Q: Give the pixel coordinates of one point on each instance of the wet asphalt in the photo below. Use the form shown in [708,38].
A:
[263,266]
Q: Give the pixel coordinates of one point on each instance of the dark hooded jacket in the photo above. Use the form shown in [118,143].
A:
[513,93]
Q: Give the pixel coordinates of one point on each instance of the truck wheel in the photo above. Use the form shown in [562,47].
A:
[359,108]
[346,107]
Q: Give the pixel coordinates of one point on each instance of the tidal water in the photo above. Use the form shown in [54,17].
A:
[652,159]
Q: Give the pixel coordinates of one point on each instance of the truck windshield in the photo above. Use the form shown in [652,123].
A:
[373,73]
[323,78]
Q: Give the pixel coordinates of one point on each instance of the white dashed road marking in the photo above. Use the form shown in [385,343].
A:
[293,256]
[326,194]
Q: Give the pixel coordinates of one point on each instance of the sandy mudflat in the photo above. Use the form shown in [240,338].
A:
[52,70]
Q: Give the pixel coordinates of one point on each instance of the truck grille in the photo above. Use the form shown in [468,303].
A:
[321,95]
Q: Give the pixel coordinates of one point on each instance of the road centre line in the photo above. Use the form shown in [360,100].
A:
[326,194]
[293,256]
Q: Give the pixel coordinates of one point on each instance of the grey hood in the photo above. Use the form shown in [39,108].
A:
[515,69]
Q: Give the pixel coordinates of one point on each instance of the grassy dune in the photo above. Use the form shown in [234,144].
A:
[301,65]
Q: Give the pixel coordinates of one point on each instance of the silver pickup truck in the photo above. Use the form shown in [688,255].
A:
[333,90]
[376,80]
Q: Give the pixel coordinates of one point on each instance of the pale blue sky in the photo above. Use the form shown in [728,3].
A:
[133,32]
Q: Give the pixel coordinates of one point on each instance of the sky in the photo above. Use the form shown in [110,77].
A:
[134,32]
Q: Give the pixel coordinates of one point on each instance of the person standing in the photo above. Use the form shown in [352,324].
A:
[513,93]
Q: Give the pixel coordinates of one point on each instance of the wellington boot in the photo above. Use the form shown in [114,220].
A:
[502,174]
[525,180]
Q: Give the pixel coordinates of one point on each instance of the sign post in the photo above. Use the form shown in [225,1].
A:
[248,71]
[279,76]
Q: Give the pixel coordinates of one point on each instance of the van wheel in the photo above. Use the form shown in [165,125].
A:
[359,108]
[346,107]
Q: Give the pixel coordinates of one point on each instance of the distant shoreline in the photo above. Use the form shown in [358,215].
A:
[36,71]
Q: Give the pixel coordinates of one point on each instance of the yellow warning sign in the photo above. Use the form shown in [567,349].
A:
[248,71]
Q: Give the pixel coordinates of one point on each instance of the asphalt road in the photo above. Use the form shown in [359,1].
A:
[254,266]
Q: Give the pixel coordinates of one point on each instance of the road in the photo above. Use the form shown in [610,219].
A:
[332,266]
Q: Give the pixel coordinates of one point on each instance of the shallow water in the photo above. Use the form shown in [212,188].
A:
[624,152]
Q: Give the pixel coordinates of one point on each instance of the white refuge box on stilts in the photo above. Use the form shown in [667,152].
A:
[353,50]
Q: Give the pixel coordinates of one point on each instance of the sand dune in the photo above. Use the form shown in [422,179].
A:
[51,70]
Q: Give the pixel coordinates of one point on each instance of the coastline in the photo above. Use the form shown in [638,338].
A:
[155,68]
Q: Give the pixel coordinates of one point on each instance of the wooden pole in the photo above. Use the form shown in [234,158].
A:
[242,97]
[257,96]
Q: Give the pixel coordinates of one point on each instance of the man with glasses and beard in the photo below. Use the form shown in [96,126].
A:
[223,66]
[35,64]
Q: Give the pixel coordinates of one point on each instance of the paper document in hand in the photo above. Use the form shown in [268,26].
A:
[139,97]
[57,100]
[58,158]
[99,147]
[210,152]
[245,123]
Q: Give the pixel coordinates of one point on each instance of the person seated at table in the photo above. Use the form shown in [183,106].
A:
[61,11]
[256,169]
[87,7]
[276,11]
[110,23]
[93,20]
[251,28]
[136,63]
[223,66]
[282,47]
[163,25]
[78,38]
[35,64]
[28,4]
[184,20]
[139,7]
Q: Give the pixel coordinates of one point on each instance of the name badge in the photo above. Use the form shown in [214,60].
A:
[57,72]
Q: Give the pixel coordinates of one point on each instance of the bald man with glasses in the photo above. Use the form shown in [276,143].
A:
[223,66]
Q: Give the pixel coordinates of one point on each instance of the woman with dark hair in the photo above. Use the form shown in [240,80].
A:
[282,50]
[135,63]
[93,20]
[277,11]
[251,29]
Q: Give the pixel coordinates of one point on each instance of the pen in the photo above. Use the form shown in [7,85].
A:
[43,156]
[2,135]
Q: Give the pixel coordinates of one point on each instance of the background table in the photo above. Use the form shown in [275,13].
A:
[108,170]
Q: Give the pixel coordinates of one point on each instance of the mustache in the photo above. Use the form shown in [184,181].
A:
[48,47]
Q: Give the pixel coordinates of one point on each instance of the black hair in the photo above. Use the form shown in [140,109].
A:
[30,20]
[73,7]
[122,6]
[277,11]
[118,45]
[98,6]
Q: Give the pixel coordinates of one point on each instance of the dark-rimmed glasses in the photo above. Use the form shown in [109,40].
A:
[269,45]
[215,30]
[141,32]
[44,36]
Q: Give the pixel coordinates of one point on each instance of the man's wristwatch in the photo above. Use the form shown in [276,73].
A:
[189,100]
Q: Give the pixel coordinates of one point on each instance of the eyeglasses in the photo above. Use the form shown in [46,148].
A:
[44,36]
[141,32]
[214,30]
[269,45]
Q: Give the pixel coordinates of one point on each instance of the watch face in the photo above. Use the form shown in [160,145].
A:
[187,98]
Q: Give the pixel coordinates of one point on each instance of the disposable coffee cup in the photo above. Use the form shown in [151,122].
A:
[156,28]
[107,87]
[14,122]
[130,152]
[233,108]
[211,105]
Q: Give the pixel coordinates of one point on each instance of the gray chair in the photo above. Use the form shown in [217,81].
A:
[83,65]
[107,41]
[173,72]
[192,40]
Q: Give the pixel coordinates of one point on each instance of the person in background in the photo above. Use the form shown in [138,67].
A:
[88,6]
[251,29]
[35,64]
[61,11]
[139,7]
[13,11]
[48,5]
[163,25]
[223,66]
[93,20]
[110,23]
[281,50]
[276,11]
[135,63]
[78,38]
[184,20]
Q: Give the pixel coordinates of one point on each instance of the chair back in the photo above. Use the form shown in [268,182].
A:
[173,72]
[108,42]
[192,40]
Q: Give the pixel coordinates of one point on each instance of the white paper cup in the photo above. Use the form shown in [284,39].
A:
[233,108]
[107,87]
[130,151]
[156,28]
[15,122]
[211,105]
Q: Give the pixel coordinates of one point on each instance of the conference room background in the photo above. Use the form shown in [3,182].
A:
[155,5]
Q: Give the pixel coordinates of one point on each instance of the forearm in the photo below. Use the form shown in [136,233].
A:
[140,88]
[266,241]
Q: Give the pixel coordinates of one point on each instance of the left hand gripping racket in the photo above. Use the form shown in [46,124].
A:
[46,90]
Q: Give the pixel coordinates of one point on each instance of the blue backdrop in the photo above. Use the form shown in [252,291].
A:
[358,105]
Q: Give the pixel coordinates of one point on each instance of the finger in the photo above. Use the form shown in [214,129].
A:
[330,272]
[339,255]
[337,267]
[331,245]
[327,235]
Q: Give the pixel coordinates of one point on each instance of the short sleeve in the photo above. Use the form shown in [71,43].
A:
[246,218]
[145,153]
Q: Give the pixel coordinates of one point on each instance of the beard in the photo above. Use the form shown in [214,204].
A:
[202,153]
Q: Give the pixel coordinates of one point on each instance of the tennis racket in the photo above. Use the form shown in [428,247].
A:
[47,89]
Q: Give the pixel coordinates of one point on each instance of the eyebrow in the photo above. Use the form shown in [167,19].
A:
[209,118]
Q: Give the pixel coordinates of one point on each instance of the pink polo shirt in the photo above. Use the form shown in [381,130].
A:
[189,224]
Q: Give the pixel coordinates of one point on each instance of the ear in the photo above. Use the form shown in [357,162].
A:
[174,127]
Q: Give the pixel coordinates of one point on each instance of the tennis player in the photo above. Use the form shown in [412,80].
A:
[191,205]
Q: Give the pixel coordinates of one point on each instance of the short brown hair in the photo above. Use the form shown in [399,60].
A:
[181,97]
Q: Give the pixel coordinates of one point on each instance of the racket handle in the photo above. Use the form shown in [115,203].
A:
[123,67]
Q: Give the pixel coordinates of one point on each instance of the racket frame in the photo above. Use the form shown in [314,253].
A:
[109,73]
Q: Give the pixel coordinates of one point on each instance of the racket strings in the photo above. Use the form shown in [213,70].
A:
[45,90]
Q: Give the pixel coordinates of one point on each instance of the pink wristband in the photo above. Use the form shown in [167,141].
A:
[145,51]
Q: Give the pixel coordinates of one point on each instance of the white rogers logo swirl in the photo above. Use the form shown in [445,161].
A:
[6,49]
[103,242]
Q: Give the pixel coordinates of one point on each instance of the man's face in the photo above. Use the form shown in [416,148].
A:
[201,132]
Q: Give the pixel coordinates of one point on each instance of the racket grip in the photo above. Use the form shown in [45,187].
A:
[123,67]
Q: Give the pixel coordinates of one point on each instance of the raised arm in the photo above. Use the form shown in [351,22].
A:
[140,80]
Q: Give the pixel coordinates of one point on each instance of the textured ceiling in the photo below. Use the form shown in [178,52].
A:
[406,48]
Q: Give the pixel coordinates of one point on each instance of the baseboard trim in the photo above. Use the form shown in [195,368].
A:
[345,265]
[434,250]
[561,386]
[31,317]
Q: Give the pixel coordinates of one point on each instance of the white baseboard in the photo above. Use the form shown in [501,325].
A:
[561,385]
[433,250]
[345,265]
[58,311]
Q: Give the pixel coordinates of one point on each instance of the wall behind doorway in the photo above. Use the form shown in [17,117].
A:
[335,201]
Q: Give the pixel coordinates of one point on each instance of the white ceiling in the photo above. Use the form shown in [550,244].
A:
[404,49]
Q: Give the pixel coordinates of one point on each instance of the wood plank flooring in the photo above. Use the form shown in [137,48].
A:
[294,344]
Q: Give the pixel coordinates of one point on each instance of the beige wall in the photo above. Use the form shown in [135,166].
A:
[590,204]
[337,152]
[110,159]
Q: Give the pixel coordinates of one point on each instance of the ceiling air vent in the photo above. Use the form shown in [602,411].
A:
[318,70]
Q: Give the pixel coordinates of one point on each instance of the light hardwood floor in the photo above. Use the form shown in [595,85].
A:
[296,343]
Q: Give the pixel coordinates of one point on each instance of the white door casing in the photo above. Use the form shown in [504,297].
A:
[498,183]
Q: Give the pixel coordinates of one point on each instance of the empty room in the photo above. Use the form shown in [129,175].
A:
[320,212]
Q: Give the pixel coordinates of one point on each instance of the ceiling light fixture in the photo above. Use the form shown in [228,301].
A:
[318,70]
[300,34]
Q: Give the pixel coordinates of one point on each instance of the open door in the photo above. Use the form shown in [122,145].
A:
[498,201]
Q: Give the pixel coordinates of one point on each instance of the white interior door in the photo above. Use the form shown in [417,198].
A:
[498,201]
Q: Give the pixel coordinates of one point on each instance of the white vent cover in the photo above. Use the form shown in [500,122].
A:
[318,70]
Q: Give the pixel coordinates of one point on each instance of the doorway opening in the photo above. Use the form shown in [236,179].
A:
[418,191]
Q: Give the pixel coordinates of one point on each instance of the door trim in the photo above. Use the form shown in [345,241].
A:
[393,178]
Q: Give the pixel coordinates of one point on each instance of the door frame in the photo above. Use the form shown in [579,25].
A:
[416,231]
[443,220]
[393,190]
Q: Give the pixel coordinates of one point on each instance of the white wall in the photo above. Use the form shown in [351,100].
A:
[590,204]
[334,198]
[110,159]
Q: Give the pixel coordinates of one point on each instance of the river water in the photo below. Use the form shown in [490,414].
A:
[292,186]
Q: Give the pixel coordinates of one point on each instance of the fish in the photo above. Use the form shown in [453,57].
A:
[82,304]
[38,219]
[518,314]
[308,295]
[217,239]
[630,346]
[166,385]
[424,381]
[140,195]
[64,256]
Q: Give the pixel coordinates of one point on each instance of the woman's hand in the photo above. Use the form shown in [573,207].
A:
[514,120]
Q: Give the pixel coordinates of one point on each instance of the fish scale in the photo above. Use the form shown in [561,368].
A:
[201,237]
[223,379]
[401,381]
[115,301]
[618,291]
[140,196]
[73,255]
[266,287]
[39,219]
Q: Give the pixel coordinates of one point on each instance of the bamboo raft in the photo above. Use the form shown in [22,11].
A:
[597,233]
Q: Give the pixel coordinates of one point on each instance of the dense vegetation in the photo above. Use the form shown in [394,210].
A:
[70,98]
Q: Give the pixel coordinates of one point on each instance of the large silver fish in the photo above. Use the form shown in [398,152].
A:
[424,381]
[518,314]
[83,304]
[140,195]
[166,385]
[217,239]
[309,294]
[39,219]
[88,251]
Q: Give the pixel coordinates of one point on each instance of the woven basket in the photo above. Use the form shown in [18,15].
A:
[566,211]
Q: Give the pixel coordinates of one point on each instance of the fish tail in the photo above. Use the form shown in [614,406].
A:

# # # #

[What needs to be done]
Filter the preceding entries down to the lines with "frame".

[Result]
Q: Give the pixel coordinates of one point on each instance of the racket frame in the photo above. Use the form shown in [314,253].
Q: Give the pixel coordinates of one point on each instance of the door frame in the photo above. Use the form shown in [579,25].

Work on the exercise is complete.